## [Set exercise]
Reproduce the material below exactly, keeping every line and character unchanged.

## [Recorded information]
▬▬▬

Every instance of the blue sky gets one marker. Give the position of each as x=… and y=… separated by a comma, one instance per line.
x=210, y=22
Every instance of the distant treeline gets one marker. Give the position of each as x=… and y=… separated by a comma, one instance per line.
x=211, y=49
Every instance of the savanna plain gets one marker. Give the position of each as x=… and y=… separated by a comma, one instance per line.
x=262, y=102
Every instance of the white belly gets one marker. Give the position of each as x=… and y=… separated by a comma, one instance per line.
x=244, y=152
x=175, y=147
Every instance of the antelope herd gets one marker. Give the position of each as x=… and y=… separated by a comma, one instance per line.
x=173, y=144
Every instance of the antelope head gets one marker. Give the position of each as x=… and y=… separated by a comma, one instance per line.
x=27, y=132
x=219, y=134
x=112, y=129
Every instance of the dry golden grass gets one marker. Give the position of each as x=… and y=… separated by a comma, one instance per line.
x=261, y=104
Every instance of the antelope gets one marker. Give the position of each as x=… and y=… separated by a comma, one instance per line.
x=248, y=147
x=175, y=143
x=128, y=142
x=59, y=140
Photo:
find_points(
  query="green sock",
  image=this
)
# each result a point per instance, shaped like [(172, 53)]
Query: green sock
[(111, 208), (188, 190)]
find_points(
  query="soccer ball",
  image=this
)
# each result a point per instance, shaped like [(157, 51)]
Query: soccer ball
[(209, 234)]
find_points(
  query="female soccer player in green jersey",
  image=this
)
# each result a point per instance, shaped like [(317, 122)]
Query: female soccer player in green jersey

▬▬▬

## [Solution]
Every instance of the blue sky gets one marker. Give the position of each as x=… and y=… separated by a comma, one instance per line.
x=210, y=22
Every instance of the distant treeline gets one marker. Give the position of each as x=… and y=… separated by a comma, one instance per line.
x=211, y=49
Every instance of the savanna plain gets one marker. Give the position of each as x=… and y=… separated by a comma, one instance per line.
x=262, y=102
Every instance of the white belly gets one marker. Give the position of each as x=… and y=… separated by a comma, one instance per line.
x=244, y=152
x=175, y=147
Every instance of the antelope herd gets one marker. Give the position of each as x=… and y=… separated by a comma, one instance per line.
x=173, y=144
Every instance of the antelope head gets one marker. Give the position of each as x=… and y=… separated by a comma, one instance per line.
x=27, y=132
x=219, y=134
x=112, y=129
Every instance of the dry golden grass gets one marker. Give the position of each as x=… and y=… separated by a comma, one instance per line.
x=261, y=104
Every instance of the antelope gets one marker. Give the position of each as x=… and y=… separated by a comma, one instance per line.
x=248, y=147
x=175, y=143
x=128, y=142
x=59, y=140
Photo:
find_points(
  query="green sock",
  image=this
)
# each result a point per instance, shaped like [(172, 53)]
Query: green sock
[(111, 208), (188, 190)]
find_points(
  query="soccer ball",
  image=this
)
# each result a point per instance, shaped like [(157, 51)]
Query: soccer ball
[(209, 234)]
find_points(
  query="female soccer player in green jersey",
  image=this
)
# each result a point per instance, shaped like [(317, 122)]
Query: female soccer player in green jersey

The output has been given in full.